* _What is being asked_
Pick out every line in the items that contains the string "shirt", matching case exactly, and copy each one.

(Lines of data)
###
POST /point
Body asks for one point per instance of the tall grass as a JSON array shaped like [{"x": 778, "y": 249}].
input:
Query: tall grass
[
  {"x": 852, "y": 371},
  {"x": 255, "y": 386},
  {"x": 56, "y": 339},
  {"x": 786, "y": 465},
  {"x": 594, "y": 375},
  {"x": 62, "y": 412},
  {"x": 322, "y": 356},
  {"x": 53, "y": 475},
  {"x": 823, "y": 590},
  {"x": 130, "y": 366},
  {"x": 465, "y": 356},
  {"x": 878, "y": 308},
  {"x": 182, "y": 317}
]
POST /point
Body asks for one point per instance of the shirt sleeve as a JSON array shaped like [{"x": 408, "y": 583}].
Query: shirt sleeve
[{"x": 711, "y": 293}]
###
* _Complete response_
Body asks for one point per instance of the shirt sleeve as a JSON array shaped like [{"x": 408, "y": 583}].
Query: shirt sleeve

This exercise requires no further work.